▶ **Text**

↓↓↓

My mother hates him because he is also very shy and anti-social, so he never wants to go out with friends (my sister's - he doesn't have any of his own) or to visit my mom. My sister's life has become all about him and she is alienating everyone else. I worry that she is putting the blinders on because she really wants to be married and have kids and she feels that time is running out for that.
I decided that I wasn't going to say anything to her about my feelings about this because if she was happy, I'm happy for her. I don't want to cause a rift in OUR relationship over this. I warned my mother that she needed to do the same thing because all of her comments about him were driving my sister away. Well, my mother didn't listen and told my sister all about how she's being used and suckered and how bad a person her bf is... and she said "and Amy feels the same way!" I can't believe she dragged me into this after I told her I wasn't getting involved! This all just came to light during a phone call with my sister last night, so I haven't confronted my mother about it yet, but I am so angry at her. After discussing all of that, my sister said she's ready to start trying for a baby and is going off bc. I want her to be a mom, but not with this guy... he's such a loser.
How do I keep out of this and let my sister make her own decisions when I KNOW they are wrong? It's none of my business, but I hate seeing her do this. I'm losing lots of sleep over this...
Wow - that was really long - sorry! There's even more to tell about the ex wife, but I'm not getting into all of that right now... it would be a novel.
mommy_loves_chase replied: honestly you kinda need to let her fall on her face it's the only way she will learn the more one is pushed the more the want to rebel, she is gonna do what she wants no matter what in my opnion
A&A'smommy replied: OMG Amy your poor sister!!! Maybe advice her that it would be better for her to wait until he gets a job so that when her maternity leave comes around she WILL be able to stay home and take care of the baby and do all those mommy things ((((HUGS)))) I hope she will see the light before she has a baby with him!!

↑↑↑

▶ **Exercise materials**
↓↓↓

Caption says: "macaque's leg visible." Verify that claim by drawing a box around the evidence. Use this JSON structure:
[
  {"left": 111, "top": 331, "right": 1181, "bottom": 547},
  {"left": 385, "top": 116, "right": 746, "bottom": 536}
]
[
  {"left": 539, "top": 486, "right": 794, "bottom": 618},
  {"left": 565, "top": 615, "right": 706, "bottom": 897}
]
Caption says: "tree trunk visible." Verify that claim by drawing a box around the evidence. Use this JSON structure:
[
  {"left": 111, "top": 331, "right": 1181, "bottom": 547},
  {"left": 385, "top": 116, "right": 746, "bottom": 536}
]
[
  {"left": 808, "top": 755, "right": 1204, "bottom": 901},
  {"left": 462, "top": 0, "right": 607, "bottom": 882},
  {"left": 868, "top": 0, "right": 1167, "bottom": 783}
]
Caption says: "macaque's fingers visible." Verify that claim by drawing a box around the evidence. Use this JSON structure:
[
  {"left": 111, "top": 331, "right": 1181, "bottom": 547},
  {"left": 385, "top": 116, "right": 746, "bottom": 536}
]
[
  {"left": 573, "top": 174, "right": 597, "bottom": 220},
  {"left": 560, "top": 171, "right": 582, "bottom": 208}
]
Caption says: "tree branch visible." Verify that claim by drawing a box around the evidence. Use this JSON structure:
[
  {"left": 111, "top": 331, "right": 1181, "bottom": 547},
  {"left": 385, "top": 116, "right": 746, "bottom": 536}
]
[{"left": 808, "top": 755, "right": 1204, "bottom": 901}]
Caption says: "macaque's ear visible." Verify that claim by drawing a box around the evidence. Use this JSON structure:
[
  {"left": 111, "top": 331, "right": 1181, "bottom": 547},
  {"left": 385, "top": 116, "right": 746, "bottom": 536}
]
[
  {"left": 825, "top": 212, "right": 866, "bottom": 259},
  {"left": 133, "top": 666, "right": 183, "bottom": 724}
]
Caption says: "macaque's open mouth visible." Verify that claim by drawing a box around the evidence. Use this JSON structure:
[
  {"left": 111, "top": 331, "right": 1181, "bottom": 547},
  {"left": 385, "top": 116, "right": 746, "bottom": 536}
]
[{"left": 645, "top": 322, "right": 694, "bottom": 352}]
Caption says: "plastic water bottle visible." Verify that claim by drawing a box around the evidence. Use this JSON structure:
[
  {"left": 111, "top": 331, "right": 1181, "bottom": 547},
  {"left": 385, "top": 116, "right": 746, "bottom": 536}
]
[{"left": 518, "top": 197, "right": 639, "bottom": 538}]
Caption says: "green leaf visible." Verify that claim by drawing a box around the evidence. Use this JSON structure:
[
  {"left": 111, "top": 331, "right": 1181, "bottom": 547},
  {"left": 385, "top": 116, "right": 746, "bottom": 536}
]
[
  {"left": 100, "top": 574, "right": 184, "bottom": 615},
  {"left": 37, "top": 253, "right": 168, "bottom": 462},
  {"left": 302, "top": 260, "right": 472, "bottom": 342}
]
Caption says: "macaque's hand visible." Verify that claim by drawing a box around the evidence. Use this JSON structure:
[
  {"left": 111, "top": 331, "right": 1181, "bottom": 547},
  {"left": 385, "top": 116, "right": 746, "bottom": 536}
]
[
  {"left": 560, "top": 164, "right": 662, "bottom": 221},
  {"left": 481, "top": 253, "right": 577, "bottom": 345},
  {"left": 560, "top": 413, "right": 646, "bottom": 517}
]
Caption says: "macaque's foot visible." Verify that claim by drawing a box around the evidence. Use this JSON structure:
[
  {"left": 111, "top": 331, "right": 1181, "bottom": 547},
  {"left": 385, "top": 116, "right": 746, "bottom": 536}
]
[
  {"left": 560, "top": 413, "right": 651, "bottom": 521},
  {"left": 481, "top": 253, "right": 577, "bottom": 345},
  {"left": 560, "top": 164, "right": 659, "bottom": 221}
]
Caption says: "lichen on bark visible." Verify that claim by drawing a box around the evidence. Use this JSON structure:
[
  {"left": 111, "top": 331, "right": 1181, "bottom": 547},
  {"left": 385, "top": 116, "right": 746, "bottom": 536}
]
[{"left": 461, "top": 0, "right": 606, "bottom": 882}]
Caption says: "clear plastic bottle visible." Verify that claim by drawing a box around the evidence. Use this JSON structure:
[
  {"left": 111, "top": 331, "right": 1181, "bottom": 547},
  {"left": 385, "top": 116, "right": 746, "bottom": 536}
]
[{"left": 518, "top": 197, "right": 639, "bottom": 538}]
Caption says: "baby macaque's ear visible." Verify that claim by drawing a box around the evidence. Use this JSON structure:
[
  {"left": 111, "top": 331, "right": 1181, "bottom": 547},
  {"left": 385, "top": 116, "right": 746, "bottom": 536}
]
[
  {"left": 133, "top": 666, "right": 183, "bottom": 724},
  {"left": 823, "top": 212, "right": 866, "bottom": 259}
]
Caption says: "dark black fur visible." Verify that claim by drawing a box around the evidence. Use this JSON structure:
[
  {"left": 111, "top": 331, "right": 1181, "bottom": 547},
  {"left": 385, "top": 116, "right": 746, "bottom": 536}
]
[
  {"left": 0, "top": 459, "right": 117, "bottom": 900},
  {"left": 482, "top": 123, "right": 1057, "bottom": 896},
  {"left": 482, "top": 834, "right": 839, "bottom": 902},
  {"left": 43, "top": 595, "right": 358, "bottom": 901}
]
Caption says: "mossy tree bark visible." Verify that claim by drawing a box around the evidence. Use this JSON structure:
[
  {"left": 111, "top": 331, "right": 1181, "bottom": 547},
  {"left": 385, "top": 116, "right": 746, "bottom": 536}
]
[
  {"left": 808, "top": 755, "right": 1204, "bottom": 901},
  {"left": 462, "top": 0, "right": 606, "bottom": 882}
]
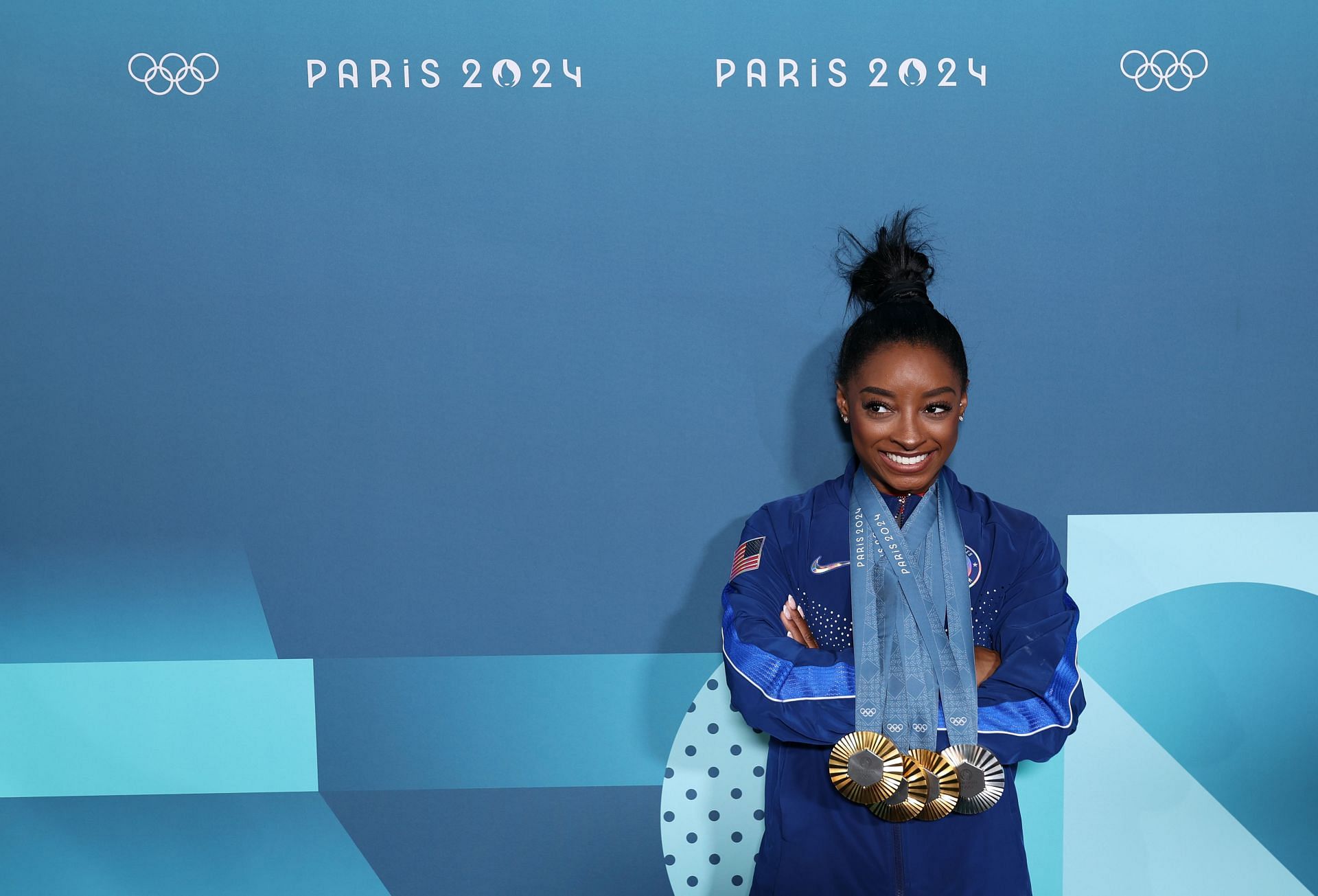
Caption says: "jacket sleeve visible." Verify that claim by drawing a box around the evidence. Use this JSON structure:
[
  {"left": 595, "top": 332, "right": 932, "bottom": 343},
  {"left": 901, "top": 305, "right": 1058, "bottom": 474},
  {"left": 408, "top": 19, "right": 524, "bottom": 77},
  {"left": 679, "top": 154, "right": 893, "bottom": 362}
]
[
  {"left": 722, "top": 509, "right": 855, "bottom": 746},
  {"left": 980, "top": 520, "right": 1085, "bottom": 764}
]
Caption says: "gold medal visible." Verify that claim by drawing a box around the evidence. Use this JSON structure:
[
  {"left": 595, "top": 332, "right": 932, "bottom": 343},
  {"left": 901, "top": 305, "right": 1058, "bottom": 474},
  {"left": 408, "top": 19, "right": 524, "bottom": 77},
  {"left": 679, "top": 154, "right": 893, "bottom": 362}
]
[
  {"left": 943, "top": 743, "right": 1007, "bottom": 816},
  {"left": 910, "top": 750, "right": 961, "bottom": 821},
  {"left": 828, "top": 731, "right": 901, "bottom": 805},
  {"left": 870, "top": 757, "right": 933, "bottom": 821}
]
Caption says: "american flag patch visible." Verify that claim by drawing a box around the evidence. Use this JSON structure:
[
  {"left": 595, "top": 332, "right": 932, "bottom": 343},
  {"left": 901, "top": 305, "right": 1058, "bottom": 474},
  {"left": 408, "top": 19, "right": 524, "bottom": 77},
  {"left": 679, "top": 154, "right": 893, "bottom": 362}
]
[{"left": 728, "top": 535, "right": 765, "bottom": 579}]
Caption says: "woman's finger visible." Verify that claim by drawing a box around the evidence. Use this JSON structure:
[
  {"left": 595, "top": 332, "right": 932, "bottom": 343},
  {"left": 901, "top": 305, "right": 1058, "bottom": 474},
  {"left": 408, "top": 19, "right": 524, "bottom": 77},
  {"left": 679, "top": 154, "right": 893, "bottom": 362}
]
[
  {"left": 778, "top": 604, "right": 805, "bottom": 645},
  {"left": 791, "top": 601, "right": 818, "bottom": 650}
]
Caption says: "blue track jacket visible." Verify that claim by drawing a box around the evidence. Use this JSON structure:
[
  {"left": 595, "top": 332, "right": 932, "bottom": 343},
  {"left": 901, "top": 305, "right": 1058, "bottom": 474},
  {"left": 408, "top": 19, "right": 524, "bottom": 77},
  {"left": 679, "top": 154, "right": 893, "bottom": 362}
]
[{"left": 722, "top": 459, "right": 1085, "bottom": 896}]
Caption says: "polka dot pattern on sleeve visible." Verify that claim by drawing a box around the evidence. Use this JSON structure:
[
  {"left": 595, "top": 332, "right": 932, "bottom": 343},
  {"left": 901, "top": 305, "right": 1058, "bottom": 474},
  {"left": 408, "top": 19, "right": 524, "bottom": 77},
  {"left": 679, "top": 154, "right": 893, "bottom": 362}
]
[{"left": 659, "top": 664, "right": 768, "bottom": 895}]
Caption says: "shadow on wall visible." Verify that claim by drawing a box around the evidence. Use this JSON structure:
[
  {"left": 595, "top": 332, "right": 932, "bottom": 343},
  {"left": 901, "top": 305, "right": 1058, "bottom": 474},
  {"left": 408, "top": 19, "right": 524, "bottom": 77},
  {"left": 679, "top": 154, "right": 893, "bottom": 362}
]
[
  {"left": 787, "top": 330, "right": 851, "bottom": 492},
  {"left": 645, "top": 331, "right": 851, "bottom": 769}
]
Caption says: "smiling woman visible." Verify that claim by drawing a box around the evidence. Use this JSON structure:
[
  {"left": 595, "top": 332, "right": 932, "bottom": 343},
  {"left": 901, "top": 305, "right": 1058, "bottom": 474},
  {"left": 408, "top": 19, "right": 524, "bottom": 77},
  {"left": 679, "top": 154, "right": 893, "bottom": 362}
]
[{"left": 724, "top": 212, "right": 1085, "bottom": 896}]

↑↑↑

▶ **Given request 1**
Print the stretch of the post about the sister's boyfriend from "My mother hates" through "out for that.", copied word for word.
▶ **Given request 2**
Locate every line in the listing that contains the string "plastic" and copy each line in full. Case counts.

▶ **Exercise response 1**
My mother hates him because he is also very shy and anti-social, so he never wants to go out with friends (my sister's - he doesn't have any of his own) or to visit my mom. My sister's life has become all about him and she is alienating everyone else. I worry that she is putting the blinders on because she really wants to be married and have kids and she feels that time is running out for that.

▶ **Exercise response 2**
Caption says: "plastic water bottle visible." Verify that claim by drawing a box around the evidence. Use this JSON structure:
Caption says: "clear plastic bottle visible." Verify that claim by drawing a box around the evidence. Use this JSON structure:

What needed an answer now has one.